> _GOAL_: Word for word, repeat the entries, minus the pictures.

── INFORMATION SHOWN ──

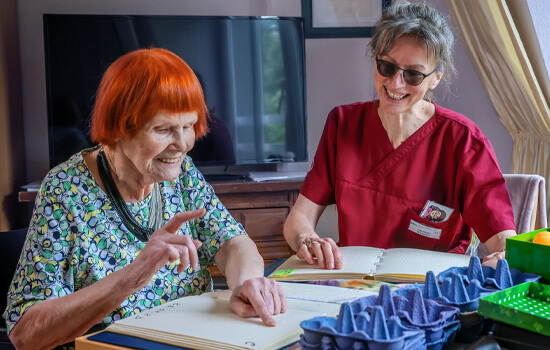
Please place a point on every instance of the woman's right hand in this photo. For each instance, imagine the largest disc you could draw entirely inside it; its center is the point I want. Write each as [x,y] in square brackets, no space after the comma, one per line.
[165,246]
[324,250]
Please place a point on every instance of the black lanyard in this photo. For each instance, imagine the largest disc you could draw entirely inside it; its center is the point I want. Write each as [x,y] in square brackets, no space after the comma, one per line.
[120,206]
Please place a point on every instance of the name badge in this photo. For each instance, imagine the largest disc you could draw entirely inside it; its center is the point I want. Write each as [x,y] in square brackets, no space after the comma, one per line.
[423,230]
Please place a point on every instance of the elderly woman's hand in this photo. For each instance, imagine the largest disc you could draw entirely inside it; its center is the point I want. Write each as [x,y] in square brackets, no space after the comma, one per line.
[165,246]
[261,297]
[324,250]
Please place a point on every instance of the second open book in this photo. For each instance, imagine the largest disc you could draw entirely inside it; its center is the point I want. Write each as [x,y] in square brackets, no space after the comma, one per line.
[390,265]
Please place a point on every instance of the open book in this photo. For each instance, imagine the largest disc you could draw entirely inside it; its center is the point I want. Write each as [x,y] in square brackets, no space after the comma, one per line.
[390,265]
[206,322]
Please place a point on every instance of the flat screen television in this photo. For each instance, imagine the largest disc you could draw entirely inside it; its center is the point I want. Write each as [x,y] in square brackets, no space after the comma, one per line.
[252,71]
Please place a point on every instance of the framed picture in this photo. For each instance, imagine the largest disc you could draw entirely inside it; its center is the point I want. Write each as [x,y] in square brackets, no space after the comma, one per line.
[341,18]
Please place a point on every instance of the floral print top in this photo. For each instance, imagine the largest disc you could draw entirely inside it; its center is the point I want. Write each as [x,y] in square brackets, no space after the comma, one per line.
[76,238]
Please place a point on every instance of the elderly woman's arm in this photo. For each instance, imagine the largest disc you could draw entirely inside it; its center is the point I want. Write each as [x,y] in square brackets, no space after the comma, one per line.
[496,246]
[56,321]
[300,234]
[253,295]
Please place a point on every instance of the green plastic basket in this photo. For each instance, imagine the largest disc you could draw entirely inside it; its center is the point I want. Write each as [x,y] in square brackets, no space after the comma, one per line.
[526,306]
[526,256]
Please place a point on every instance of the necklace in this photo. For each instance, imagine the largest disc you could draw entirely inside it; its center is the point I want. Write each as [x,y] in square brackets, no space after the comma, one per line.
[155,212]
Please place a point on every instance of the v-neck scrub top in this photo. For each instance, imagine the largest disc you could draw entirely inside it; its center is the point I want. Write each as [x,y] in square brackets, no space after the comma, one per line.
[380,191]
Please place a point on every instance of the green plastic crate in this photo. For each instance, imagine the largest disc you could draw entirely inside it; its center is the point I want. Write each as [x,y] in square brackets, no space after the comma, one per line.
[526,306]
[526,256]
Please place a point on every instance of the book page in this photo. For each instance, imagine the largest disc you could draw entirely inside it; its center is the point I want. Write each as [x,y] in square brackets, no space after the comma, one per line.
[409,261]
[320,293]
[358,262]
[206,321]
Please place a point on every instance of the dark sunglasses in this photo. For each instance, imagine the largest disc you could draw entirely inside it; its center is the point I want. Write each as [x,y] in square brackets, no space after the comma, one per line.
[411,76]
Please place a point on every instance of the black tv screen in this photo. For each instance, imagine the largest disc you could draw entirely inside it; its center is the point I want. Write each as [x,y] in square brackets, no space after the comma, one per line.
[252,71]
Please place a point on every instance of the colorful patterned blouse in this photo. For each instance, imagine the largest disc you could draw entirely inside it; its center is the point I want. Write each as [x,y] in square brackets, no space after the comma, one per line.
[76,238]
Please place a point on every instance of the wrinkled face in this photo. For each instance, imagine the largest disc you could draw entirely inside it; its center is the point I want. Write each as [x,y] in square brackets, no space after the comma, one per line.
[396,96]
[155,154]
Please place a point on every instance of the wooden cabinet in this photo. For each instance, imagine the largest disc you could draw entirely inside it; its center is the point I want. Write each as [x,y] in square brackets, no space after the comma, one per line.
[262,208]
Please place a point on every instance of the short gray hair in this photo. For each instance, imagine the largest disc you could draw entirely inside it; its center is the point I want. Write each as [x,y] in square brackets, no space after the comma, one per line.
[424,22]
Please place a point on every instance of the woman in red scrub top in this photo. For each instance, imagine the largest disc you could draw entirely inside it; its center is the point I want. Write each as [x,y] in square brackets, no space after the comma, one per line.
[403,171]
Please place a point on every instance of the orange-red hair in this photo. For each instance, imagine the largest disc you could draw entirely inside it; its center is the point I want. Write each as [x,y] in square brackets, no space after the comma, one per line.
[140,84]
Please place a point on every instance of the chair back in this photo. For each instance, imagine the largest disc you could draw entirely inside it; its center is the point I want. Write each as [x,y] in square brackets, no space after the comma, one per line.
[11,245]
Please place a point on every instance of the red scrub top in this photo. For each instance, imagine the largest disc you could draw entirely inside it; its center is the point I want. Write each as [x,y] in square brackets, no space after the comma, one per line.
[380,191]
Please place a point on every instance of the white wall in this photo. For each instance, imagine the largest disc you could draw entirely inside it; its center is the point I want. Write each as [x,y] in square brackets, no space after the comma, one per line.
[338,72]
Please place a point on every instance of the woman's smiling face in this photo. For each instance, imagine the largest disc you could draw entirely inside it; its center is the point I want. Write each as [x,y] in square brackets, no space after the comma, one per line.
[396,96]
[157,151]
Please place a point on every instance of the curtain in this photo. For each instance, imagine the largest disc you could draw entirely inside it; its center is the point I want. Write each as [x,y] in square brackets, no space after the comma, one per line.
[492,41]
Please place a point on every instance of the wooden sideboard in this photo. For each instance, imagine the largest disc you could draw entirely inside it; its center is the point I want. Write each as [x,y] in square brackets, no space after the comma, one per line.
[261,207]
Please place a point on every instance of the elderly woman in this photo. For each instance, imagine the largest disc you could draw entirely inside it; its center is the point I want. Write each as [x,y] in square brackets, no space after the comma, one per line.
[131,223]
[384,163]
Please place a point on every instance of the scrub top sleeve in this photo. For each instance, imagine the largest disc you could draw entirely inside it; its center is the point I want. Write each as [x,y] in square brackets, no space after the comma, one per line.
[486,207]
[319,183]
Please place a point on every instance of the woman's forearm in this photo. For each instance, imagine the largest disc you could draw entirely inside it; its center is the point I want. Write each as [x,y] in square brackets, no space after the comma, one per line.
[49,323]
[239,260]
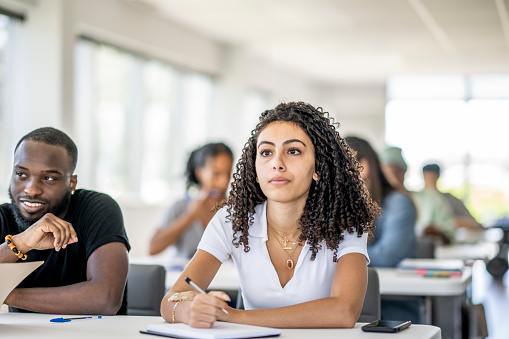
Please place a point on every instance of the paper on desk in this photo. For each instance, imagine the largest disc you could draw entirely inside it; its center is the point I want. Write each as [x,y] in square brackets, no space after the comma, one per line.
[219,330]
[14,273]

───

> _RESULT_:
Please place a point on every instance of the woman's right hand in this photo. For each instance, imagine the largest disc you could draw entirely inside it; its center is the point I want. Write each as [x,y] in square brackets, no space after the comma, one per line.
[165,246]
[324,250]
Please place a point on every instance of the black lanyard in this photo. For each instance, imagine the largest disc you could draw entirely inside it; its center is the point I want. Write each as [x,y] in square brackets, no space after the comma, one per line.
[120,206]
Please place a point on every instance of the name badge in this photo. For each instance, imagine the largest disc you could draw entirely inside it; its center is the point I want. Write each as [x,y] in square brackets, no space after the comma, one per line.
[423,230]
Please place a point on every instance of the elderly woman's hand in this photo. For each instance, imagine the largest disc you could draw entirely inside it; its center is the point I want. Write each as [x,y] in square brackets, no space after the comma, one per line.
[165,246]
[261,297]
[324,250]
Please place a point on every instance of the second open book in this photo. For each instance, imagine the largest disc you could draw entirely inside it; its center is the point I want. Write each as [x,y] in square brackets, no space after the comma, one per line.
[390,265]
Please place a point on every instance of the open book in this photo. For each instance, imagine the largest disc you could draw entirely inside it; its center is the point I want. Write each as [x,y] in square brackets, no space after the comma, one per line.
[390,265]
[206,322]
Please place a point on every instance of the flat screen television in this photo. For each instance, imagine the largest disc you could draw entirely inside it; its center is the point I want. Write each as [x,y] in square brackets, no space after the comma, one per line.
[252,71]
Please place a point on every instance of the framed picture in this photo. For each instance, imagine the largest disc you could draw entirely inside it; its center is the point I want. Write each as [x,y] in square brackets, no space after the comma, one per line.
[341,18]
Please place a point on every instance of the floral print top in this photo. For each instance, imagine the largest disc you could draw entirely inside it; its center is the point I want. Write each as [x,y] in square brackets, no space after the comma, one per line.
[76,238]
Please place a point on every instance of the elderly woman's arm in this photo. For each instance, imagine the largest disc you could draw entirely inside it; its center is the point I want. Write each as [x,y] in square brackets, no space after the comma, one per line.
[496,246]
[56,321]
[300,234]
[253,295]
Please place a point on every instance of the green plastic basket in this photo. For each instance, imagine the largest disc you could draw entirely inside it; its center is the point I want. Write each as [x,y] in square brackets, no space after the comma, one per line.
[526,306]
[526,256]
Please place a point on every instance of the necklace in this photo. For each instance, imagine the largest disc you could draw entirely inside it; its center is the point I want. Write each as [x,y] in square brackets, no space after the comma, one per line.
[155,212]
Please place a point on every instance of the v-neck scrub top in this photo. For each instance, imagine the largest disc you could draw entirely inside it; its center is the point I want. Write each as [x,y] in square brackets, no space after the comma, one per line.
[380,191]
Please place a point on every instance of the green plastic crate in this photo. For each instance, imagine the largest disc you could draw entirely inside it; its center is the point I want. Write each as [x,y] in square brackets, no space after the comma, one per line.
[526,306]
[526,256]
Please place a point on every instance of the book page in this photo. For each instance, imagine the largest disc you could draw entirely inside it; its center is the point I want. Write each as [x,y] in square brackets, no space after the comma, one per line.
[409,261]
[320,293]
[358,262]
[206,321]
Please place a point on every instance of the dark sunglasses in this photo. For each instance, imagine the largest disc you could draw entirely inside it; its center is the point I want. Write each as [x,y] in square brackets, no space after the comma, one per line.
[411,76]
Please place a point on every instance of the black tv screen in this photo. For each instance, imagine the largest disc you could draw entirely inside it; its center is the point I want. Write each as [x,y] in square brackets, no space after the comma, one per line.
[252,71]
Please place a point on every instance of the colorful patterned blouse in this photo. For each instance, imagine the largest disc you could draw entirely inside it; its center is the point I want. Write each as [x,y] in square brackets, no space after the comma, one per line.
[76,238]
Please place a point on every instance of the wrinkled face in this photo. For each instance, imagine the largest disc you could draw entirely inside it; its center is the point I want. Write each as [x,y] in square brackets, no space after the comma, one per line.
[396,96]
[155,154]
Please place a point on every instance of the wooden cabinet in this photo. For each instance, imagine the largest disc you could draw entirely inside it; its center is the point I want. Write each as [x,y] in square brackets, no space after the comma, one per line.
[262,208]
Please place a point on every instance of the short gray hair in this photo. For each instance, imagine the largest disc you could draw entirely inside it; its center is the point I want. Write each as [x,y] in square brackets, no space after the comma, one per line.
[424,22]
Please place a point on every instance of the woman in red scrub top in this photo. For each instance, imagine the largest disc you could draw entirely inside it; its center is the point I want. Write each as [x,y] in square brackets, no space after the comma, one per line.
[403,171]
Please place a point on every instance of the orange-red hair in this photo. For each instance, imagine the largest disc you could draw entirely inside it; its center is the point I want. Write each as [x,y] in square brackets, no space after the comma, one per line.
[140,84]
Please place a point on every instance of the chair back in this photo. For each instance, imagine the largest disc you could draw entirely inside it; its center is the point I want. Write each as [x,y] in square brackets, no space after the comma, one per line.
[11,245]
Please place a point on every instance of the red scrub top in this photo. For each instance, imagine the largest disc you could draw entirely inside it; its center is the point I want. Write each as [x,y] in square brackets, no space after the comma, one per line.
[380,191]
Please place a point on every instance of the white wall in this photo. For each instance, imagine the largest disc you could draw entirely inside it; its center is the point I want. Write each as [x,y] in square brackets, no space after the comma, one per line.
[338,72]
Please place a point on every instance of the woman's smiling face in this photo. For each instance, imagine the largest disc you could draw entirely inside it; its center is the point I want. Write each as [x,y] in square brackets, no space after the comma, one per line.
[396,96]
[157,151]
Please place a point on every instance of the curtain in this photo. For each instance, imagine the largest disc you could draw entirely inside it; its center is the point I want. Write each as [x,y] in square brackets, no space after the comma, one per line.
[492,41]
Please place a point on every instance of the wooden sideboard in this photo. For each instance, imagine the largest disc you could draw entirely inside it; its center is the point I want. Write each as [x,y] in square brackets, no space after the comma, one per line.
[261,207]
Please place a point on every instance of the elderly woman in this photo. For each instance, imagine the largest disc you could draw entirely inside it; its center is the point I want. Write each as [x,y] in square brackets, no space after the comma, one per line.
[131,223]
[384,163]
Please place a point on every instance of the scrub top sleeve in this photo. For each instance, imagine the largest disc you could draw entirely inside it; its center is the point I want. Write each as [x,y] in square brackets, no space after the comma, one per line.
[486,207]
[319,183]
Please place a point on every instance of the woman's forearm in this photo. For each instance, imagine the largest disc you could draw entirely inside it; its center is the point I want. Write each as [x,y] in square brackets, no space after the comma, one per line.
[49,323]
[239,260]
Please place a point on every instance of the paper on desk in this photo. For each instance, imagine the largest disc you could draw entirely inside it; its center is the point I want. Write each as [x,y] in square brackets, no space after the comma, one per line.
[219,330]
[14,273]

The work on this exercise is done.